Provided passage:
↓

With a nerd: the squirm.

I’m not sure the New York School geniuses were really nerds at all, which should bring home that I don’t mean nerdiness is the only way to be great. Still, exclaiming “Kruschev is coming on the right day!”  to begin a poem in 1959 is boilerplate nerdy.

Whitman, WC Williams: New Jersey seems to be a good place for nerds, though I’m not sure Ginsberg was one. In “America,” yes. “America I feel sentimental about the Wobblies”? Nerd to the bone. Elsewhere he tries so hard to be a nerd, it comes across as a failed performance. Nerddom requires underlying earnestness, embarrassing to admit to, and a dose of good old ironic complexity. CK Williams is an essential nerd (and his new book Wait is a spring must-read). Alicia Ostriker is splendidly nerdy in her various registers.

If Charles Bernstein were less of a showman he’d be more of a nerd, though there’s something deeply nerdy in his commitment to hammy jokes. Ron Silliman is definitely a nerd—besides all the puns: “I walk through the office supplies store the way teens haunt a music shop, the deep browse.” (From Under) Contagious nerdery.

Brits have a hard time being nerds—mostly they write too musically (too well?). Still, it’s hard to credit anyone besides Christopher Smart and William Blake with inventing poetic nerdiness. I mean, “spraggle upon waggle”? I mean “Then am I/A happy fly”? And is there anything nerdier than Dame Edith Sitwell’s “Façade,”  especially “Tango-Pasodoble”—with its squeaks, pauses and babbles?

↑

What you are asked to do:
Please rewrite the stretch of the passage on nerdy poets from "Brits have a" through "pauses and babbles?", putting "British poets" in place of "Brits".

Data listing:
↓

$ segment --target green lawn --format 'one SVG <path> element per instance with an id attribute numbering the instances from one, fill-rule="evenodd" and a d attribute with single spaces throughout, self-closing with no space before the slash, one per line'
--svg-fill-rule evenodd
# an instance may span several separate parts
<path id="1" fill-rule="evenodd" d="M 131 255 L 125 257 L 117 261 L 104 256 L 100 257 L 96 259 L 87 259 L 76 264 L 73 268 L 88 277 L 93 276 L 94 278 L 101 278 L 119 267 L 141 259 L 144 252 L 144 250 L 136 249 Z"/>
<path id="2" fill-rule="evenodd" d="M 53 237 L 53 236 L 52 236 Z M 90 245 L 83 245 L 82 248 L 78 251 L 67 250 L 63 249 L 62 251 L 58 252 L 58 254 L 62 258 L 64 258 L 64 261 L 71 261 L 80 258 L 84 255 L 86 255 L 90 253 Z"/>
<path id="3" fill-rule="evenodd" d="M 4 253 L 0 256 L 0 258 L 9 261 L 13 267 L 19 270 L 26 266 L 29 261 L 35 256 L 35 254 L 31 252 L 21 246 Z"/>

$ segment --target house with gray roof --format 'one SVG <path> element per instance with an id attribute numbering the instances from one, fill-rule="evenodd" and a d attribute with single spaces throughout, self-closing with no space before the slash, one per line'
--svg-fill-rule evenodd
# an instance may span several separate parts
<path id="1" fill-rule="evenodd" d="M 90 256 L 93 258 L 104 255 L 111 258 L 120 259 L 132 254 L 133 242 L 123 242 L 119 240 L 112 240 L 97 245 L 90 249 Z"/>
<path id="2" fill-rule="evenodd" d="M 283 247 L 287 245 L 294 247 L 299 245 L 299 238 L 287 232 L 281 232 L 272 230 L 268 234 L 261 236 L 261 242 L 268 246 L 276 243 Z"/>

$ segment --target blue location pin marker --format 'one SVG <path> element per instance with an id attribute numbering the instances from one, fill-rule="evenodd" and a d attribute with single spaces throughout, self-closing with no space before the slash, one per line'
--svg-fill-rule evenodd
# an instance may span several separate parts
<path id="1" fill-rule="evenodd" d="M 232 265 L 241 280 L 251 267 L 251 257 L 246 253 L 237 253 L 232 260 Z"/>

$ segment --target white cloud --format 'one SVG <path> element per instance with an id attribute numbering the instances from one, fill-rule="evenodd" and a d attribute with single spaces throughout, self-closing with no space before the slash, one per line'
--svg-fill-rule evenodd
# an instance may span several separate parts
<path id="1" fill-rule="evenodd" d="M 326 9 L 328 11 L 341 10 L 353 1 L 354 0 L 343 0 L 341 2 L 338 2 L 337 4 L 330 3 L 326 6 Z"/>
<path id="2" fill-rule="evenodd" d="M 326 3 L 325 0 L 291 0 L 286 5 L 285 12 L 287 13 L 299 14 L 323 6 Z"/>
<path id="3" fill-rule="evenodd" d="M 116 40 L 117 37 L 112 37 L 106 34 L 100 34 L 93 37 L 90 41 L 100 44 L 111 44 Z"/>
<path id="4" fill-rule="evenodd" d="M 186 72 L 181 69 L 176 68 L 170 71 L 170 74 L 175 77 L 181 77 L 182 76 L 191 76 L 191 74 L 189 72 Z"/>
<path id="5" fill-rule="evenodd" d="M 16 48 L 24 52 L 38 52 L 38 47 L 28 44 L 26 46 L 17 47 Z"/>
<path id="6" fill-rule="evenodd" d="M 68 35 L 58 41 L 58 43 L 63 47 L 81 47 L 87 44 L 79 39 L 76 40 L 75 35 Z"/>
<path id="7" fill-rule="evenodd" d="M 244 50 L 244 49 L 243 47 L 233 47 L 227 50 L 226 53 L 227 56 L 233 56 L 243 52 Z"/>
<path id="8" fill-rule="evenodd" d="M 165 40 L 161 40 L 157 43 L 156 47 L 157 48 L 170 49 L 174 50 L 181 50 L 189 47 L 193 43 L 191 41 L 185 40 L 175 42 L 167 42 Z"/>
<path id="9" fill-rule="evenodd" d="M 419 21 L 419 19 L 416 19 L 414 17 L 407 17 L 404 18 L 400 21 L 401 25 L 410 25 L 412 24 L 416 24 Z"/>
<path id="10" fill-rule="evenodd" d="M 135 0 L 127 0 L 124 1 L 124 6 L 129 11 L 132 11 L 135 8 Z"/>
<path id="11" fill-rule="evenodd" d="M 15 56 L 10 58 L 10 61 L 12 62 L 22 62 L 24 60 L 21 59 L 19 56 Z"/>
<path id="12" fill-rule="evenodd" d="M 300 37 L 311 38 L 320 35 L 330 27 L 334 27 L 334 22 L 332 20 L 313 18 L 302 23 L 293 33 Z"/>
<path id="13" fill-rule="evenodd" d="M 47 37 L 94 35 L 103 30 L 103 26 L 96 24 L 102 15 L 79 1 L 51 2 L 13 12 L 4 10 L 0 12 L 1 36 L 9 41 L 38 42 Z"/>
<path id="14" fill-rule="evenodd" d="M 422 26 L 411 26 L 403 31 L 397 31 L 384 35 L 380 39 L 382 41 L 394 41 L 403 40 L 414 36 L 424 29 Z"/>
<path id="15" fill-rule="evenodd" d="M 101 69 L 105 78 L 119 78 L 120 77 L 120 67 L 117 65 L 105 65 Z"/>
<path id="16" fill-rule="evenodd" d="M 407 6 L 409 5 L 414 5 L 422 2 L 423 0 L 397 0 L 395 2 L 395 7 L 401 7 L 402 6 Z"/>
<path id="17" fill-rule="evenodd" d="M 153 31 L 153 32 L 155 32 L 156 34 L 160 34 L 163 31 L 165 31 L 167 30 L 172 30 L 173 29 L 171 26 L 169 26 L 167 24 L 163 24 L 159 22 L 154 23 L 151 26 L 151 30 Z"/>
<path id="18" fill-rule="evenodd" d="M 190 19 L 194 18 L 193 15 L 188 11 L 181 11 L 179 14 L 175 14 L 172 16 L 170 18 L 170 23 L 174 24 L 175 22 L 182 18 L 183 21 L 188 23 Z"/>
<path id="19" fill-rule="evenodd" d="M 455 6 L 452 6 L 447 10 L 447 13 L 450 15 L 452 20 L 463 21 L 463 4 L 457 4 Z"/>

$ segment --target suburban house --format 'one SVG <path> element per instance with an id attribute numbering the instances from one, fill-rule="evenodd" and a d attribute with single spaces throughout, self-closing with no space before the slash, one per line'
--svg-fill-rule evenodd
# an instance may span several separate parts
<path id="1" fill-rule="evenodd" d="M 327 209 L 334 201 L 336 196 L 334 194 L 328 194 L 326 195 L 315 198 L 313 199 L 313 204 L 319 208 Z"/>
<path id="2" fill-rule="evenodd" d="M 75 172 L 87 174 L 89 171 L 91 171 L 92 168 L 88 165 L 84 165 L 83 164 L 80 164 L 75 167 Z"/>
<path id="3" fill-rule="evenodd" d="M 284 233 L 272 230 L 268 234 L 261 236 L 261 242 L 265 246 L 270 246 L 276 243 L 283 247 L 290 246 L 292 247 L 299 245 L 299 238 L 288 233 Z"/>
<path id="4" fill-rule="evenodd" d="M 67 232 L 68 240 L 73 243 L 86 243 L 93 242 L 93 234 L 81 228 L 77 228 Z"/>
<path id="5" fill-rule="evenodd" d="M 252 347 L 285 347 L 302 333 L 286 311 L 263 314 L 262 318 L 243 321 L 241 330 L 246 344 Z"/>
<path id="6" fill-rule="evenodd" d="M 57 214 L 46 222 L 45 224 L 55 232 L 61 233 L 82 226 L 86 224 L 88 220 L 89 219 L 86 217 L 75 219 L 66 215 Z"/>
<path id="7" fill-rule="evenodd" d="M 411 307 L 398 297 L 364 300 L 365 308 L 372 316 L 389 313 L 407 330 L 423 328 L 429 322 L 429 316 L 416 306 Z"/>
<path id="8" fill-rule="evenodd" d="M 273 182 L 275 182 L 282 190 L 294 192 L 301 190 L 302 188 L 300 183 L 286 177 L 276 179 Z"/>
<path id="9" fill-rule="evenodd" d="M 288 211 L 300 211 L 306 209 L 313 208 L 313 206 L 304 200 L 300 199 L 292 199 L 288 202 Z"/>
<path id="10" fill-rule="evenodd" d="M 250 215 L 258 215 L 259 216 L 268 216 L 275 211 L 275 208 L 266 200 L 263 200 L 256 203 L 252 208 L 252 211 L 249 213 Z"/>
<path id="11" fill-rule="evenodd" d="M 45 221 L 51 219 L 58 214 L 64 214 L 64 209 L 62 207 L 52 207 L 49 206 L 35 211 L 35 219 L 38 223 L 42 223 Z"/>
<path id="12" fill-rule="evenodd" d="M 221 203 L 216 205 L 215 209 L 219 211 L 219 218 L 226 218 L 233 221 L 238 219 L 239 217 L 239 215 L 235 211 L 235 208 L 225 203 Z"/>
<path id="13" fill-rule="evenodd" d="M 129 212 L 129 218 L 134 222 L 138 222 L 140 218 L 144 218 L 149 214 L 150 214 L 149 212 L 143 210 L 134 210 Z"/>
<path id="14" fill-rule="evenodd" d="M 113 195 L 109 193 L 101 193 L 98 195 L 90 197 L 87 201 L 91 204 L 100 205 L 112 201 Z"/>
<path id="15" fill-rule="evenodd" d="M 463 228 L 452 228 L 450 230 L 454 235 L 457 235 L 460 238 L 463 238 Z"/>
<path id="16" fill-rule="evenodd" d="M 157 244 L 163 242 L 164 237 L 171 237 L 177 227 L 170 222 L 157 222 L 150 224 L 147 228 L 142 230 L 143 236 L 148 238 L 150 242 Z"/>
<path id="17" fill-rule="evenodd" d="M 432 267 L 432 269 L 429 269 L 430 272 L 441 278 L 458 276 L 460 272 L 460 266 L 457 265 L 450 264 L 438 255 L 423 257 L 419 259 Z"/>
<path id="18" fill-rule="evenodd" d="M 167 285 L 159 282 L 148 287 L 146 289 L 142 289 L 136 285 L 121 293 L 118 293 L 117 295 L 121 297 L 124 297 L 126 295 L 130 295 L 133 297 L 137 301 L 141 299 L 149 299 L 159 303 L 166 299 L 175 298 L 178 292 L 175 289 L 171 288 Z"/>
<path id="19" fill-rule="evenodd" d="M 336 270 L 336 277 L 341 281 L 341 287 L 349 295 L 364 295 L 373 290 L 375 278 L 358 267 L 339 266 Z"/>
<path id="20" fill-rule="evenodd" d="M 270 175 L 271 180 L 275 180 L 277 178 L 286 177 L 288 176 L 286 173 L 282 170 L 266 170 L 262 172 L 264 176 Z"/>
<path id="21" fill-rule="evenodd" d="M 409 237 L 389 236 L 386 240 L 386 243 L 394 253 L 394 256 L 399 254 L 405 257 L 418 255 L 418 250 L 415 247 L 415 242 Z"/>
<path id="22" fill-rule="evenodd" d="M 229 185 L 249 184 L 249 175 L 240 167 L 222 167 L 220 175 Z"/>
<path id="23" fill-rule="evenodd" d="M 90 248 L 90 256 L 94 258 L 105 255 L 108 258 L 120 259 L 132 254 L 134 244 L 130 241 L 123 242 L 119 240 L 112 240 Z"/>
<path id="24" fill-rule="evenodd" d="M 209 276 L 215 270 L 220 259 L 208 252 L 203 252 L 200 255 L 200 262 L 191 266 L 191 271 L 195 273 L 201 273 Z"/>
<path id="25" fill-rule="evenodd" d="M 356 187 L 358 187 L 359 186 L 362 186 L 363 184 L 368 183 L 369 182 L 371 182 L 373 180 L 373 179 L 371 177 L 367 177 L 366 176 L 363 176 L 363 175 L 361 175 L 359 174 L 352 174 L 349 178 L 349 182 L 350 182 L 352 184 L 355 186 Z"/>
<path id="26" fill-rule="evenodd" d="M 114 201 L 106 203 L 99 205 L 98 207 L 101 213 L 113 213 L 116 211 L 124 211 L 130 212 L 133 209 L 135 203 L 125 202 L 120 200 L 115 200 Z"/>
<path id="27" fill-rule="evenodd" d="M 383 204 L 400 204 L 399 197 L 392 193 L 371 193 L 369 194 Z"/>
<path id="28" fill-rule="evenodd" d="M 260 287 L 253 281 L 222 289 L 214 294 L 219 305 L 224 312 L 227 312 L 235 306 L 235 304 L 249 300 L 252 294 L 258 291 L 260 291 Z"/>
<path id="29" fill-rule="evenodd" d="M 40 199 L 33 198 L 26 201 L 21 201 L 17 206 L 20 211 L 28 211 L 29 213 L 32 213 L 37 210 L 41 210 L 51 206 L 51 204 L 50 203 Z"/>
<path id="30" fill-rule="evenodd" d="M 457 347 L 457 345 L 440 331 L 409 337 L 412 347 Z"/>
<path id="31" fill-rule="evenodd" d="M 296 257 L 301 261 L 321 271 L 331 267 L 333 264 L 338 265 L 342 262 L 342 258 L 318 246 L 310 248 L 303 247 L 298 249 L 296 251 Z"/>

↑

Response to this exercise:
British poets have a hard time being nerds—mostly they write too musically (too well?). Still, it’s hard to credit anyone besides Christopher Smart and William Blake with inventing poetic nerdiness. I mean, “spraggle upon waggle”? I mean “Then am I/A happy fly”? And is there anything nerdier than Dame Edith Sitwell’s “Façade,”  especially “Tango-Pasodoble”—with its squeaks, pauses and babbles?